DIRECTIONS FOR THIS TASK ->
Which lines below contain the word "taillight"? Find each of them and copy it out in full.

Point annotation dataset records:
▬▬▬
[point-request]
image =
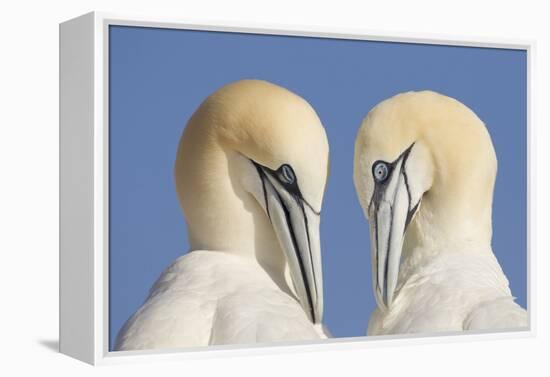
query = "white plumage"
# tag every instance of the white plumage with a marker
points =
(252, 196)
(209, 297)
(451, 290)
(425, 170)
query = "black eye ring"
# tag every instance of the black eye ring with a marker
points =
(286, 174)
(380, 171)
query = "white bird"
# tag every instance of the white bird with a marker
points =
(250, 174)
(424, 172)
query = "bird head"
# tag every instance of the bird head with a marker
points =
(424, 173)
(274, 149)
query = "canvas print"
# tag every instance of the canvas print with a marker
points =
(268, 189)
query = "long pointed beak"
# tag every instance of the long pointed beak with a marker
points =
(296, 225)
(390, 214)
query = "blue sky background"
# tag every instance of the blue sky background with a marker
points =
(158, 77)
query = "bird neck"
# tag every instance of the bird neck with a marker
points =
(220, 214)
(444, 226)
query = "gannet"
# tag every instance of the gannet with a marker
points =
(250, 175)
(424, 173)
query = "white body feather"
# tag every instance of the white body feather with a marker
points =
(453, 290)
(208, 297)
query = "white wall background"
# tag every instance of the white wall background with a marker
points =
(29, 183)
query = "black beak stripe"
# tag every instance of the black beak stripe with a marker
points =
(296, 195)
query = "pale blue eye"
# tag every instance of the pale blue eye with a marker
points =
(286, 174)
(380, 171)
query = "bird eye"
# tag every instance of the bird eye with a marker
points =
(286, 174)
(380, 171)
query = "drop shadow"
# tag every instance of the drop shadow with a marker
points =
(51, 344)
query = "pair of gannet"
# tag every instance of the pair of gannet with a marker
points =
(424, 171)
(250, 174)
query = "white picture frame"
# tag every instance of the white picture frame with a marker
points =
(84, 183)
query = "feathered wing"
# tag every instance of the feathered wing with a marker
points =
(207, 298)
(501, 313)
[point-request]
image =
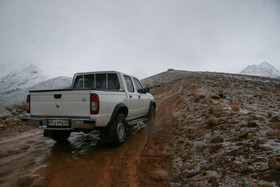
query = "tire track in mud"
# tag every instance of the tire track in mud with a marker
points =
(155, 168)
(21, 153)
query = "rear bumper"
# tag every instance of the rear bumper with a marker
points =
(75, 123)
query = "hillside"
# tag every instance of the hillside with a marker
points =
(226, 130)
(264, 70)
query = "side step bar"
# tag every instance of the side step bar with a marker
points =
(134, 122)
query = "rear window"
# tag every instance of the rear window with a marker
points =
(84, 82)
(102, 81)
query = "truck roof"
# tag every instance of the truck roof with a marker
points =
(100, 72)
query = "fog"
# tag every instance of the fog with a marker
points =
(139, 37)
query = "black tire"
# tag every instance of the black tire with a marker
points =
(115, 132)
(60, 136)
(151, 116)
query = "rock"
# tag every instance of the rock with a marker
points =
(159, 174)
(217, 139)
(244, 134)
(274, 163)
(252, 124)
(185, 166)
(241, 135)
(275, 119)
(213, 181)
(216, 97)
(272, 133)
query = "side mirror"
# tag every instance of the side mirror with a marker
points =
(143, 91)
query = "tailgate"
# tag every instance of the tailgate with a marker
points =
(74, 103)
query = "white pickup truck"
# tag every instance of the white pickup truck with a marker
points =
(108, 101)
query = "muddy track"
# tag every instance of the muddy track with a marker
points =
(29, 159)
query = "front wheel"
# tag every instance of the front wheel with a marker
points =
(151, 116)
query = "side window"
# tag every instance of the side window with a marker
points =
(138, 84)
(79, 82)
(89, 81)
(101, 81)
(113, 82)
(129, 83)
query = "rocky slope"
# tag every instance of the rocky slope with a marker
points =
(264, 69)
(227, 130)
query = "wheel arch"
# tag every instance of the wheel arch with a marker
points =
(119, 108)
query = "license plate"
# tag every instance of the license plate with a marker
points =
(58, 123)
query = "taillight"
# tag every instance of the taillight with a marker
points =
(94, 104)
(28, 103)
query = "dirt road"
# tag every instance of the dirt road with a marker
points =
(29, 159)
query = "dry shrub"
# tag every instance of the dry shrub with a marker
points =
(198, 97)
(235, 107)
(216, 110)
(212, 121)
(216, 97)
(181, 99)
(269, 114)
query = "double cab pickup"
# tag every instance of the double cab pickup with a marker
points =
(107, 101)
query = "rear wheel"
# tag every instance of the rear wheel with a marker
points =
(60, 136)
(151, 116)
(115, 132)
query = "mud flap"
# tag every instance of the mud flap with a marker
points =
(47, 133)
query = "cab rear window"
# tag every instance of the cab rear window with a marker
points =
(101, 81)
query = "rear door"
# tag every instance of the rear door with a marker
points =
(143, 98)
(132, 98)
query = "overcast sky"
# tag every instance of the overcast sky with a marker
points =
(142, 37)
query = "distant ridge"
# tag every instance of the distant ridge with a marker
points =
(264, 70)
(15, 85)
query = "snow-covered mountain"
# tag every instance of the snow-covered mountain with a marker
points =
(21, 79)
(14, 87)
(263, 70)
(55, 83)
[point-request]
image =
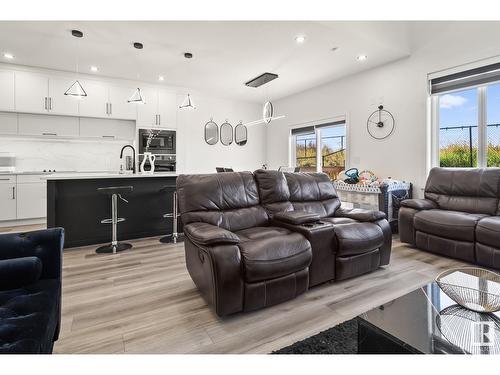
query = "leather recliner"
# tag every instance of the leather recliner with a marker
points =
(238, 261)
(249, 246)
(459, 216)
(345, 242)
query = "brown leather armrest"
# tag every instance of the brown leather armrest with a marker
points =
(208, 234)
(419, 204)
(360, 214)
(296, 217)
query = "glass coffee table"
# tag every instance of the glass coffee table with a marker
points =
(427, 321)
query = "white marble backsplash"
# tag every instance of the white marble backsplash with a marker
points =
(63, 155)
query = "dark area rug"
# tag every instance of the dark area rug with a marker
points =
(341, 339)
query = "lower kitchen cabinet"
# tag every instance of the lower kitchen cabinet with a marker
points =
(8, 198)
(31, 197)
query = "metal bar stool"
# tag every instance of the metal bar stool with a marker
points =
(114, 192)
(174, 215)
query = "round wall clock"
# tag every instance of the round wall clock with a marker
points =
(380, 123)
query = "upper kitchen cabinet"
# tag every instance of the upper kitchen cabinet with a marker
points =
(36, 93)
(95, 104)
(119, 107)
(48, 126)
(32, 93)
(167, 109)
(60, 104)
(7, 90)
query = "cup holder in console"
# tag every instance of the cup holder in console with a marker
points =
(315, 224)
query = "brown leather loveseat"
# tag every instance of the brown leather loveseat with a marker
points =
(255, 240)
(459, 216)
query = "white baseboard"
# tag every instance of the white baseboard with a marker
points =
(18, 223)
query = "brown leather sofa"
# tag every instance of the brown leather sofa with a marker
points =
(459, 216)
(255, 240)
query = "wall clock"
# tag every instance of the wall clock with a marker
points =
(380, 123)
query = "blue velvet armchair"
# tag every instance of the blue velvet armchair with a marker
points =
(30, 290)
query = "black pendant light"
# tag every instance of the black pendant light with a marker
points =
(76, 89)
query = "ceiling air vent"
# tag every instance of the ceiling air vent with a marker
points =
(261, 80)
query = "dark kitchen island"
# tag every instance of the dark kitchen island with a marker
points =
(74, 203)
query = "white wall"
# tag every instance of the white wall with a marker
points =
(196, 156)
(193, 154)
(401, 87)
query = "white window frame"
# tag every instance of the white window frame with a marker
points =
(482, 121)
(292, 161)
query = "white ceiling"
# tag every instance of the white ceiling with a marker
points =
(226, 54)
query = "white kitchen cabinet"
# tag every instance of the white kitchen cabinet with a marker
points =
(32, 92)
(167, 109)
(95, 104)
(8, 123)
(48, 126)
(107, 129)
(7, 197)
(31, 200)
(7, 91)
(37, 93)
(120, 108)
(60, 104)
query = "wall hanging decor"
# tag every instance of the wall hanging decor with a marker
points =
(211, 132)
(380, 124)
(240, 134)
(226, 133)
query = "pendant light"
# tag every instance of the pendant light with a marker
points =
(76, 89)
(137, 97)
(187, 103)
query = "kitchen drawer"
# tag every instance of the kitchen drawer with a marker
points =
(7, 179)
(32, 179)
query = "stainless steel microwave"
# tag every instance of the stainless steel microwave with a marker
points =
(157, 141)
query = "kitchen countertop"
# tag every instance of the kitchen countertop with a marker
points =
(106, 175)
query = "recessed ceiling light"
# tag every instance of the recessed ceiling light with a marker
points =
(300, 39)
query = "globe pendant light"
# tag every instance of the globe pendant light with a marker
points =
(187, 103)
(137, 97)
(76, 89)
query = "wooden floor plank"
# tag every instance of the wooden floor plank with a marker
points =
(143, 301)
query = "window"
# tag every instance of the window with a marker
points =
(320, 148)
(458, 129)
(466, 113)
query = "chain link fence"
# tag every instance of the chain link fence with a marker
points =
(458, 146)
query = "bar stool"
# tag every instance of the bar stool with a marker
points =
(114, 192)
(174, 237)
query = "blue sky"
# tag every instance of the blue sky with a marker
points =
(461, 108)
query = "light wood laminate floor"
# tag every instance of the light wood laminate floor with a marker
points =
(143, 301)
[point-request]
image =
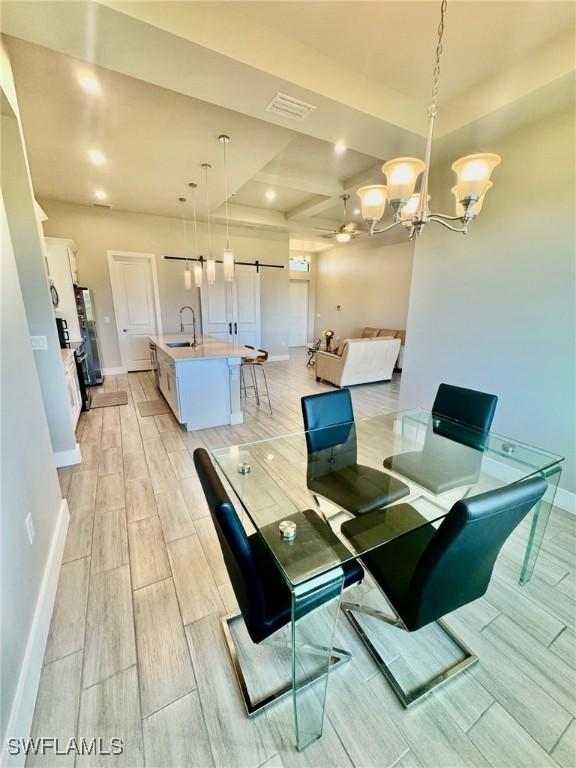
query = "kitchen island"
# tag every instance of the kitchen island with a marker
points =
(201, 383)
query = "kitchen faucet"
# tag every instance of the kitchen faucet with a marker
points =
(182, 324)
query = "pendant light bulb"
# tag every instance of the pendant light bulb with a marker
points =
(228, 265)
(198, 275)
(228, 255)
(210, 271)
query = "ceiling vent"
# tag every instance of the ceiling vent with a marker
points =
(288, 106)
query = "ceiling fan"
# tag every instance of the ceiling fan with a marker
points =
(345, 232)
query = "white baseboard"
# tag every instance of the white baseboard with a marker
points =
(22, 709)
(66, 458)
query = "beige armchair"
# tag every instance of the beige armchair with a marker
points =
(361, 361)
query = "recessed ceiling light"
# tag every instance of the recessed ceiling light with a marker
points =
(89, 83)
(96, 157)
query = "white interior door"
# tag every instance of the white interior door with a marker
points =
(298, 332)
(216, 305)
(246, 306)
(135, 294)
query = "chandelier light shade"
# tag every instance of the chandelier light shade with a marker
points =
(411, 208)
(228, 255)
(473, 174)
(402, 175)
(372, 201)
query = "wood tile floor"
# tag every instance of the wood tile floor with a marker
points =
(136, 650)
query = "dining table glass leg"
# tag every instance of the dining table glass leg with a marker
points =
(540, 516)
(313, 630)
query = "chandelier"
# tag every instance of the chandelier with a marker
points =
(411, 209)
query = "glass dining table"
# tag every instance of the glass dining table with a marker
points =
(372, 471)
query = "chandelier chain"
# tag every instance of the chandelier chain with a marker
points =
(226, 192)
(195, 222)
(184, 230)
(206, 166)
(436, 76)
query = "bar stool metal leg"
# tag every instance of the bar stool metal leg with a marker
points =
(267, 390)
(255, 384)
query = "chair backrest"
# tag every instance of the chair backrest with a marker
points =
(235, 545)
(327, 409)
(456, 566)
(328, 421)
(466, 405)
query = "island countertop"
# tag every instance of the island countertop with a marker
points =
(207, 348)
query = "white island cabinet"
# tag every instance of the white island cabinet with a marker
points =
(201, 384)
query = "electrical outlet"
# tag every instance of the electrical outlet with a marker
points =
(39, 342)
(30, 527)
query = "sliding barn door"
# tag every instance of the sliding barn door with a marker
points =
(231, 311)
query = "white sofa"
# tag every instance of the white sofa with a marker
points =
(359, 361)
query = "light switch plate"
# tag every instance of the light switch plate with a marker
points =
(39, 342)
(30, 527)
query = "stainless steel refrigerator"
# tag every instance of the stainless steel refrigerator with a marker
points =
(85, 307)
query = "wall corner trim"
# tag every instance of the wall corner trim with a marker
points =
(66, 458)
(22, 710)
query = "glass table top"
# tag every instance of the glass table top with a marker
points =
(359, 485)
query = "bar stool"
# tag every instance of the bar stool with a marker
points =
(255, 363)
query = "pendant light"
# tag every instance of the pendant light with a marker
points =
(198, 273)
(412, 209)
(210, 263)
(228, 256)
(187, 272)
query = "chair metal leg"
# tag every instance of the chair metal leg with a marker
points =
(253, 708)
(255, 384)
(267, 390)
(407, 699)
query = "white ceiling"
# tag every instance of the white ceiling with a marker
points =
(394, 42)
(195, 70)
(155, 141)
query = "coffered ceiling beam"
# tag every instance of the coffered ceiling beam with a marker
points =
(250, 215)
(315, 206)
(313, 184)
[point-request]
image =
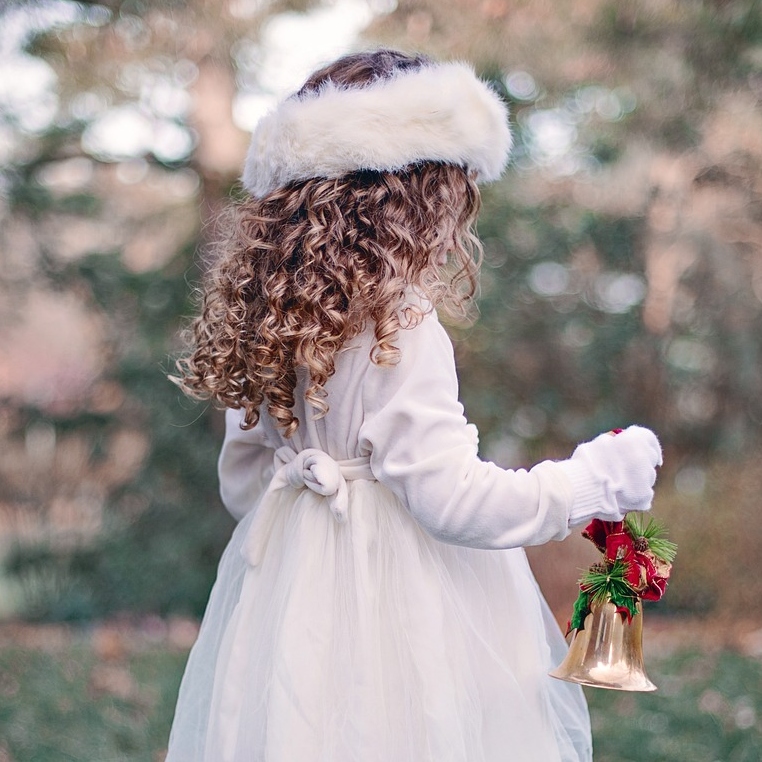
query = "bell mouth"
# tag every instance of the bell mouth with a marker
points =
(607, 652)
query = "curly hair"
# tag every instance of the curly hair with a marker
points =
(308, 267)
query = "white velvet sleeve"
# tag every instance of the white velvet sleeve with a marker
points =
(245, 465)
(421, 447)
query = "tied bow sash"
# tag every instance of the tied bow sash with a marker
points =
(312, 469)
(318, 472)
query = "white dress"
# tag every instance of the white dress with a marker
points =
(375, 603)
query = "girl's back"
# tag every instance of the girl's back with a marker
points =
(357, 616)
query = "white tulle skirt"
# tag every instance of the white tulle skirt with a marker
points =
(369, 641)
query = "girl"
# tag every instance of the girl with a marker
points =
(375, 603)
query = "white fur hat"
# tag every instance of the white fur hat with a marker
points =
(440, 112)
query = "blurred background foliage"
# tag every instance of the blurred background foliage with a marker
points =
(622, 279)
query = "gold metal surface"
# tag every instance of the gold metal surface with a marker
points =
(607, 652)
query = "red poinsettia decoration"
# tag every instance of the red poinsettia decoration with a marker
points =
(636, 564)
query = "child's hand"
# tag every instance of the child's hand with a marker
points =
(614, 474)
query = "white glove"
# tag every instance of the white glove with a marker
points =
(613, 474)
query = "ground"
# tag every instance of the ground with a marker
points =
(105, 693)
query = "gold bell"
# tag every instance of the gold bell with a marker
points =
(607, 652)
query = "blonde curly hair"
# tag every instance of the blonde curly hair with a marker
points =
(308, 267)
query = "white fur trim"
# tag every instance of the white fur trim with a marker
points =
(441, 112)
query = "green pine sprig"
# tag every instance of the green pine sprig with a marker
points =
(580, 611)
(653, 531)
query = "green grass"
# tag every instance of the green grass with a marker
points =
(70, 707)
(64, 704)
(708, 709)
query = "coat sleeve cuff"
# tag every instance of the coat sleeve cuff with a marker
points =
(588, 497)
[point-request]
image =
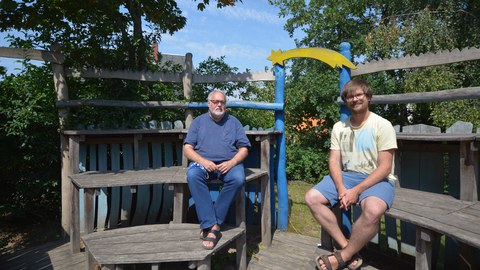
▬▬▬
OUTPUT OF THE TASK ->
query = "taillight"
# tag every instance of the taillight with a marker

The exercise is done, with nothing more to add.